• Work to be completed: Whenever a line in the data below includes the string "surface", copy it out.

• Dataset excerpts:
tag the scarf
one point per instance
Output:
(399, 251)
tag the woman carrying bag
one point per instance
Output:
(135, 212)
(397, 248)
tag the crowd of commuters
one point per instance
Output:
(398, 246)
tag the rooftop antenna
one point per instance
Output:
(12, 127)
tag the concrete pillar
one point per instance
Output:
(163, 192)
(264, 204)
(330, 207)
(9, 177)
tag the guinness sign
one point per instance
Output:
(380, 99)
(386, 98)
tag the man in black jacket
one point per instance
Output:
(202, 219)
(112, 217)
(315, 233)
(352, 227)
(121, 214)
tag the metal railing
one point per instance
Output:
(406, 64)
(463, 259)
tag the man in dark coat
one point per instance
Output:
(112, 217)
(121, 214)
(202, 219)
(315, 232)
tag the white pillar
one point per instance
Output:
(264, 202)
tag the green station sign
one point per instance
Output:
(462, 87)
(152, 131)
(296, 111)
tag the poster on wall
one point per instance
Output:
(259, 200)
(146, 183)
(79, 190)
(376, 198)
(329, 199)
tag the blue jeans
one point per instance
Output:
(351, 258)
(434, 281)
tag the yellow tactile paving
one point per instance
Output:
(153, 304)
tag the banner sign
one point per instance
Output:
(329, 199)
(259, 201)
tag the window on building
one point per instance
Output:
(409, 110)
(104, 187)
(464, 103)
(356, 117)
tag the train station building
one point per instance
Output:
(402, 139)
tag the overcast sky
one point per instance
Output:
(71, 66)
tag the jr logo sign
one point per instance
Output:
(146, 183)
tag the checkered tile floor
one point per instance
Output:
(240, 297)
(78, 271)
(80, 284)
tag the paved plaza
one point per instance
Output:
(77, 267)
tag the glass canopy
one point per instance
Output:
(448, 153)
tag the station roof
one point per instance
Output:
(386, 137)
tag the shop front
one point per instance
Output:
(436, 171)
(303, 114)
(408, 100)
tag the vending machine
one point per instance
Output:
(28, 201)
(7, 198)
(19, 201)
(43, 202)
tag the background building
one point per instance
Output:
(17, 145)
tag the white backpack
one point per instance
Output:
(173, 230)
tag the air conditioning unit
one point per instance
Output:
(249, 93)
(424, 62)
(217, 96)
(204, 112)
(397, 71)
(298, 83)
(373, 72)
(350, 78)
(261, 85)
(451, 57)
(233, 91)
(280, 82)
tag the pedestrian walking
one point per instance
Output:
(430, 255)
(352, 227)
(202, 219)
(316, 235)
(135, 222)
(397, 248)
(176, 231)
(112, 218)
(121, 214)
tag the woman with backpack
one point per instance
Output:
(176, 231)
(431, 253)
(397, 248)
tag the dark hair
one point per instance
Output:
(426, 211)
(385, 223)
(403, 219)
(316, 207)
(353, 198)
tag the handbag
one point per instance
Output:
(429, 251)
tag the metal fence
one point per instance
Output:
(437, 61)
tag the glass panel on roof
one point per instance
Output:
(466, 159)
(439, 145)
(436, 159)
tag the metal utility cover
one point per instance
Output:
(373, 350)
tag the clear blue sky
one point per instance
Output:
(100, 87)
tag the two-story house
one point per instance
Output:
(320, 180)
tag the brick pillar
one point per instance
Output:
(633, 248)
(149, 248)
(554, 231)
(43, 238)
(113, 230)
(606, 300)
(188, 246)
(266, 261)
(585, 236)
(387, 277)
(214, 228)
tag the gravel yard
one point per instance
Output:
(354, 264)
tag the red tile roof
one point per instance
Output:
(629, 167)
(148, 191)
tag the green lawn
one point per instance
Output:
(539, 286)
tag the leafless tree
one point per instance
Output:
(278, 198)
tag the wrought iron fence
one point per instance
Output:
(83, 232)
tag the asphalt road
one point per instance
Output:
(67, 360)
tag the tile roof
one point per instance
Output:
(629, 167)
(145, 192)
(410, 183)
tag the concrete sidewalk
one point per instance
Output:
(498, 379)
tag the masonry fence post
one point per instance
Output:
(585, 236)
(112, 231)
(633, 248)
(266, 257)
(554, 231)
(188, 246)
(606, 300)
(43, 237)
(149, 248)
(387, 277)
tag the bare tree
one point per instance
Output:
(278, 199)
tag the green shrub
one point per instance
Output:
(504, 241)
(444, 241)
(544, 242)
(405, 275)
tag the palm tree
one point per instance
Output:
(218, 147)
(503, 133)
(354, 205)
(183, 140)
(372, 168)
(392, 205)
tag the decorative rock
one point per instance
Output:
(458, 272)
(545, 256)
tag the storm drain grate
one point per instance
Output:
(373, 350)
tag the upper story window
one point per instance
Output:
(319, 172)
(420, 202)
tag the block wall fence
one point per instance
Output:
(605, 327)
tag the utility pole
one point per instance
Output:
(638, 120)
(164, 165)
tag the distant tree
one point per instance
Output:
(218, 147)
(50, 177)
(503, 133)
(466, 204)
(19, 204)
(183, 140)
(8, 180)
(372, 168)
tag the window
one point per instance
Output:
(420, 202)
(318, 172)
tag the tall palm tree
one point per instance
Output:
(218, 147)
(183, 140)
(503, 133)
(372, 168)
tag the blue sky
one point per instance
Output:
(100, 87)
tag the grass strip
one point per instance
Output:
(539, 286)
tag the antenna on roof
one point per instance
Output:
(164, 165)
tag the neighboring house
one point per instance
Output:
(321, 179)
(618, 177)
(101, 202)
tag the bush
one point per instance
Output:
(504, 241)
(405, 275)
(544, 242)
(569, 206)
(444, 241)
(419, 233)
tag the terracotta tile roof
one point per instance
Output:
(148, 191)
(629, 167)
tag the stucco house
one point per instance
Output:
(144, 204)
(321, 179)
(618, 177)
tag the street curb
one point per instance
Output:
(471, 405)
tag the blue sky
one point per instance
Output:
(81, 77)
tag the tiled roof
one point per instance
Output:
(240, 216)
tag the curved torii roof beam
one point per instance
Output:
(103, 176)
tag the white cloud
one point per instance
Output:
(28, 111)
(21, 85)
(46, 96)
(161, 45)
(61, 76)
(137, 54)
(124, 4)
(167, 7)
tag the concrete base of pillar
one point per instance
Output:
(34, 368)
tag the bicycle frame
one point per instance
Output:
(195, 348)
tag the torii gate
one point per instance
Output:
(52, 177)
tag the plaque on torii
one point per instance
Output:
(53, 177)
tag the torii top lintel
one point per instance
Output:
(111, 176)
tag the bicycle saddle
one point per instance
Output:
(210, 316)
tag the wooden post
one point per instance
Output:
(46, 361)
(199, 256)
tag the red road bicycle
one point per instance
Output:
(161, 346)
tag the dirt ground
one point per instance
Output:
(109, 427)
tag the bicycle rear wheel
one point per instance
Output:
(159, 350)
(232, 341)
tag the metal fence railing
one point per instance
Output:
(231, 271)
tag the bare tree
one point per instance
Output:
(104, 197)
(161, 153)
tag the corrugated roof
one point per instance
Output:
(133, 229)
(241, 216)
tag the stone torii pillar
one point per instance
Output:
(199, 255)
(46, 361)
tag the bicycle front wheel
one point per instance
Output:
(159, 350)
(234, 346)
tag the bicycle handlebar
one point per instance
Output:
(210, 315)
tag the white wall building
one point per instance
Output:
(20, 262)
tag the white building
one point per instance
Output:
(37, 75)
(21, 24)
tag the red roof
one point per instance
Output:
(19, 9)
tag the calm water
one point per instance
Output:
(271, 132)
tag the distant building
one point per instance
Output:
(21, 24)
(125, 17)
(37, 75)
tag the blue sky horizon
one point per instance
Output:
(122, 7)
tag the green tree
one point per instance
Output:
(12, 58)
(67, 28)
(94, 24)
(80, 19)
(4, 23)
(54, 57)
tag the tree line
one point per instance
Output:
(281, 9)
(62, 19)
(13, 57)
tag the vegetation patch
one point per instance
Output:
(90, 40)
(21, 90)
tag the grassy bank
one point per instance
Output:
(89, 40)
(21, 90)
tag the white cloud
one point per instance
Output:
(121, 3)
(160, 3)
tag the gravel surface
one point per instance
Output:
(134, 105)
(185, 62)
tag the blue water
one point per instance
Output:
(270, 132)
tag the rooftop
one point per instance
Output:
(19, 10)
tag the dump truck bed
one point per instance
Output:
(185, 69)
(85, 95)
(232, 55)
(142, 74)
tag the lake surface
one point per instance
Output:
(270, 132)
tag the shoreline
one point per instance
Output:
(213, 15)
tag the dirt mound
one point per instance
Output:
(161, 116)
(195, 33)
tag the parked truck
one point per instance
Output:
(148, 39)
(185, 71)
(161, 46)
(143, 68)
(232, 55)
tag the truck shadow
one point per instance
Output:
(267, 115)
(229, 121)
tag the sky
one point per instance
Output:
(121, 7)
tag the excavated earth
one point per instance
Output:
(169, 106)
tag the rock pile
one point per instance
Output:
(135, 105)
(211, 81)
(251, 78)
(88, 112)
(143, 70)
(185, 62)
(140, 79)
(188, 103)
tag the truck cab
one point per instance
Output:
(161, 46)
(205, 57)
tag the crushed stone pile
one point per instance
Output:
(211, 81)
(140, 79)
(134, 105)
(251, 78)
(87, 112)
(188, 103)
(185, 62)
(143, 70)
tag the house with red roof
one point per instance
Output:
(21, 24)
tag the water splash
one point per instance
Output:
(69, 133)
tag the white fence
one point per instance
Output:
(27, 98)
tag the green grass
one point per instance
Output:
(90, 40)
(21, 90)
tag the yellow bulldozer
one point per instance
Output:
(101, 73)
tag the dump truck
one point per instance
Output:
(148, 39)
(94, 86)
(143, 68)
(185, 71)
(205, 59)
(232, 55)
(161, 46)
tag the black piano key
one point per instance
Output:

• Solution to this problem:
tag the gravel surface
tag the lake surface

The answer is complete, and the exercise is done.